[Opening TASK DATA section]
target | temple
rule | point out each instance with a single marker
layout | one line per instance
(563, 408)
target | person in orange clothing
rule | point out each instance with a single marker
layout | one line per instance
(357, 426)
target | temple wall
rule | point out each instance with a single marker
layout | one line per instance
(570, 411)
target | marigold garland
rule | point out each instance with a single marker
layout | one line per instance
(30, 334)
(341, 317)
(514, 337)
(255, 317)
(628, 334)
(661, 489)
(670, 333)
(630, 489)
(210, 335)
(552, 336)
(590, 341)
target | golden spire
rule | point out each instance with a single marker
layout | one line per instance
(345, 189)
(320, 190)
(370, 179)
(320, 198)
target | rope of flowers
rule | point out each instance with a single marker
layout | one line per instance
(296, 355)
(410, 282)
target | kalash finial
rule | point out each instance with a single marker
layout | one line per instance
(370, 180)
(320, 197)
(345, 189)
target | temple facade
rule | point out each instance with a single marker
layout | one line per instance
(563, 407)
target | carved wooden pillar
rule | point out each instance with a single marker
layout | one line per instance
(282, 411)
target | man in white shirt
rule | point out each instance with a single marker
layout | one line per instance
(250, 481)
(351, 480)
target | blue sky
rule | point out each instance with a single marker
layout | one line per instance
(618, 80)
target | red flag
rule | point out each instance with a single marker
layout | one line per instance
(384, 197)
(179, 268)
[Closing TASK DATA section]
= AIM OF THE TASK =
Give back the records above, character for character.

= RESPONSE AREA =
target | temple
rule | point out each instance with a single marker
layout | one line per instance
(563, 408)
target | person in orange clothing
rule | point out each instance with a single marker
layout | one line per instance
(357, 426)
target | temple wall
rule | point out each instance with a single marker
layout | one line per instance
(570, 411)
target | marigold garland
rule | point out each instance with a single marker
layout | one line per instance
(30, 334)
(341, 317)
(514, 337)
(255, 317)
(628, 334)
(661, 489)
(670, 333)
(630, 489)
(210, 335)
(552, 336)
(590, 341)
target | golden spire
rule | point out each instance with a single marker
layout | one line per instance
(345, 189)
(320, 190)
(370, 179)
(320, 198)
target | rope of flowers
rule | point out each instance with a single marker
layout | one line per instance
(296, 355)
(410, 282)
target | kalash finial
rule | point out each instance with a single marker
layout | one line per instance
(370, 180)
(320, 197)
(345, 189)
target | temple facade
rule | point out each instance with a single marker
layout | one line per instance
(563, 407)
target | carved wooden pillar
rule | point out each instance with a single marker
layout | one line per instance
(282, 411)
target | man in white shirt
rule | point out each instance with a single marker
layout | one line per instance
(250, 481)
(351, 480)
target | blue sky
rule | point out each instance with a single marker
layout | one line per instance
(618, 80)
target | red flag
rule | point out each instance with a single marker
layout | one line per instance
(384, 197)
(179, 268)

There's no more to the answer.